= Extracted entries =
▶

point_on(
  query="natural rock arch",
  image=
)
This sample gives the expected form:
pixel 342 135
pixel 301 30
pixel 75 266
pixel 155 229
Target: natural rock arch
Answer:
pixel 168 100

◀

= Action item =
Transcribe all of the data above, character for character.

= Answer section =
point_on(
  query="natural rock arch",
  image=
)
This sample gives the expected form:
pixel 342 135
pixel 301 30
pixel 75 266
pixel 155 229
Target: natural rock arch
Answer:
pixel 168 100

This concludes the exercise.